| Selected excerpt |
--- START ---
Osgood SchlattersOsgood-Schlatter’s disease is one of the most common causes of knee pain in children. The Condition typically arises in Children during late childhood and early adolescence. Osgood Schlatter’s is generally more common in boys, often presenting in one knee, although both may be affected.

This condition often affects children who are highly active, particularly in sports requiring a lot of explosive movements such as running and jumping. Although Os-good schlatter’s is often considered a self-limiting disease (resolves on its own, in time), it can take several months to years to resolve entirely.

Risk factors include:

  • Age (Girls: 8-12, Boys: 10-16)
  • Gender (Male ? Female)
  • High activity level
  • Recent growth spurt
  • Poor physical conditioning or underlying Biomechanical issues

Signs and Symptoms:

Typically the onset of pain is gradual, with localised tenderness and swelling around the tibial tuberosity (the bony prominence below the knee cap). Pain is often aggravated by activities that require extending the knee with force or against resistance, eg: Running or jumping. In some cases the tibial tuberosity may become enlarged and quite painful to touch. Patients typically report that the pain reduces with rest.
--- END ---
| Task directions |
Repeat the passage on Osgood-Schlatter's disease word for word, from "Osgood SchlattersOsgood-Schlatter’s disease" to "(Male ? Female)".

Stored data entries
--- START ---
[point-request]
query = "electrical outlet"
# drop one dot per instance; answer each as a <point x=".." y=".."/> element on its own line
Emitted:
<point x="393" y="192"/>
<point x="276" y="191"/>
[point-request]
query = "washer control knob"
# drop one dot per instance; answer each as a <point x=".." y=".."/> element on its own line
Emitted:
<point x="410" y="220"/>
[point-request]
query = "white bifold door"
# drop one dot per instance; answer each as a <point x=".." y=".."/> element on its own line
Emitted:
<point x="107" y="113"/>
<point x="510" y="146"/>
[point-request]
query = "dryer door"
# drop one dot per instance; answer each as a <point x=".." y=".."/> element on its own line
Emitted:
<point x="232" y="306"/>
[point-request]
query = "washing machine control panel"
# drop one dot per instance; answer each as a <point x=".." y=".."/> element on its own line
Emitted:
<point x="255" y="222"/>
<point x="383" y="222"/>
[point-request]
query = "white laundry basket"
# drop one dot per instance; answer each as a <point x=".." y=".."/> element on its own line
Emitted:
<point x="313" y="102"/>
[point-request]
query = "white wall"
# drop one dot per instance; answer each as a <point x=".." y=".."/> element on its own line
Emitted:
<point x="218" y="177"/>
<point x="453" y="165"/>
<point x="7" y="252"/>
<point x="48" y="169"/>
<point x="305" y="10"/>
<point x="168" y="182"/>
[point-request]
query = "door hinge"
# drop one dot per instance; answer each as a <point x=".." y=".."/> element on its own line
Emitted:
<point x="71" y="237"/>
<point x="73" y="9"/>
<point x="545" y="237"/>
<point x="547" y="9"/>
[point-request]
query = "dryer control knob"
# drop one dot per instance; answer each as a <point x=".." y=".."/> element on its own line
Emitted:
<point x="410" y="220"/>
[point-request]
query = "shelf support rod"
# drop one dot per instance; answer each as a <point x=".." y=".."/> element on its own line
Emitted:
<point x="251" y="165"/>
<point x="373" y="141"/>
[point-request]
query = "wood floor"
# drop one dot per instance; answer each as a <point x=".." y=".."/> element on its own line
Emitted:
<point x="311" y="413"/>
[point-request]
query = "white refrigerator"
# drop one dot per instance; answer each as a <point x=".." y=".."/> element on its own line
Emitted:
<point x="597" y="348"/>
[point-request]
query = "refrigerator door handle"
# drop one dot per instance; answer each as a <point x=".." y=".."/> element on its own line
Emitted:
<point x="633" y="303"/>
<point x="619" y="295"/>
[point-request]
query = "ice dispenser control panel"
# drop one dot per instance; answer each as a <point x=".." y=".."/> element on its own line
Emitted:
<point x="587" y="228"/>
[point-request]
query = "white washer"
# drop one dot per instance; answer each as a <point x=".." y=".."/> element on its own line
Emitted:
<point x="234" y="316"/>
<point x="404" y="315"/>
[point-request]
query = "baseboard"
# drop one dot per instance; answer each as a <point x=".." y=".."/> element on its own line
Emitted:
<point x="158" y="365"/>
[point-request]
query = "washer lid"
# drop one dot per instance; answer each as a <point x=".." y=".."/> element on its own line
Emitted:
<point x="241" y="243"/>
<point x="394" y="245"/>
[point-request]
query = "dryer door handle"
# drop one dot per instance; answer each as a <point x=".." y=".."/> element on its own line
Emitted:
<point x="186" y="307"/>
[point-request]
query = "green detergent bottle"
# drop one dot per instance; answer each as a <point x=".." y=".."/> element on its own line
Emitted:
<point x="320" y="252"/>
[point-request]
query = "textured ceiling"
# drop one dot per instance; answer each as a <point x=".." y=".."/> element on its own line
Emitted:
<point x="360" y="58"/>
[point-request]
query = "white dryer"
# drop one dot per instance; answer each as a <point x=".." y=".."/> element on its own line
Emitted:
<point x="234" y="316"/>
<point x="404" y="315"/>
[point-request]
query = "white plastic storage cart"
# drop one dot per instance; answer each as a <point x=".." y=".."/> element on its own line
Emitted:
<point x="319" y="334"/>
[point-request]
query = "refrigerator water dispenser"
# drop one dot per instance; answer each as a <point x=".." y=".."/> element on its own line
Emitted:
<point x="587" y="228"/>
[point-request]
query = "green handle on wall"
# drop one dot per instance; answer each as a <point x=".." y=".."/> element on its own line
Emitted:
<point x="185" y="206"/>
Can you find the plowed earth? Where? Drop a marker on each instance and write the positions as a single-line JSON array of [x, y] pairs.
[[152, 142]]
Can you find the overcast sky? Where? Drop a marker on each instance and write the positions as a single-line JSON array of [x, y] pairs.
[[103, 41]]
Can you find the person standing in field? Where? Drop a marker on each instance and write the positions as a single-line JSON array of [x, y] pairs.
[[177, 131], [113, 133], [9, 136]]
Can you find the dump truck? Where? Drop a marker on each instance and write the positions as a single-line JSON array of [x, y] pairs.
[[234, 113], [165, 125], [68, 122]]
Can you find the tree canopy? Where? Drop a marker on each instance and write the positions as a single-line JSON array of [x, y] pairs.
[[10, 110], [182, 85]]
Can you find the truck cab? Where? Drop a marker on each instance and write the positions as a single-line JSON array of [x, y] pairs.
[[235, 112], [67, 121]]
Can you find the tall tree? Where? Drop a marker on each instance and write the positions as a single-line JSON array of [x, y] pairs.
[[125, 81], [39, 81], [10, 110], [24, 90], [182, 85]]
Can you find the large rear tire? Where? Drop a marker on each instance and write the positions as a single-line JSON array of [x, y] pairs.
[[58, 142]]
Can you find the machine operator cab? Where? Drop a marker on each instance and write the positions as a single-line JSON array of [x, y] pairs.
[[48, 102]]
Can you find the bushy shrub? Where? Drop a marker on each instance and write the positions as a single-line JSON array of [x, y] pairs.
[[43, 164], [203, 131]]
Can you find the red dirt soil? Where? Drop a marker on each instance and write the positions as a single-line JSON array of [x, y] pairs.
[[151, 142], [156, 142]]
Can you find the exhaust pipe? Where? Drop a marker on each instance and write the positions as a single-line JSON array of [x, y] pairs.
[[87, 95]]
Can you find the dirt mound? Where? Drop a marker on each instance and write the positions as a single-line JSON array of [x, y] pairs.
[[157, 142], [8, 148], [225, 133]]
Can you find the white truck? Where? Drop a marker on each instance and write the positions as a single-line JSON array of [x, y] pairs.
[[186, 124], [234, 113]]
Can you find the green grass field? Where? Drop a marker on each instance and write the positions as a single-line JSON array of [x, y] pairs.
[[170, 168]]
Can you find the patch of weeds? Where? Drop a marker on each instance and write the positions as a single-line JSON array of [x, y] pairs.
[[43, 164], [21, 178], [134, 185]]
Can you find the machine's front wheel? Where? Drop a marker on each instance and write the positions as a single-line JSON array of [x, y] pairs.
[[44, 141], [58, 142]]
--- END ---
| Answer to the exercise |
Osgood SchlattersOsgood-Schlatter’s disease is one of the most common causes of knee pain in children. The Condition typically arises in Children during late childhood and early adolescence. Osgood Schlatter’s is generally more common in boys, often presenting in one knee, although both may be affected.

This condition often affects children who are highly active, particularly in sports requiring a lot of explosive movements such as running and jumping. Although Os-good schlatter’s is often considered a self-limiting disease (resolves on its own, in time), it can take several months to years to resolve entirely.

Risk factors include:

  • Age (Girls: 8-12, Boys: 10-16)
  • Gender (Male ? Female)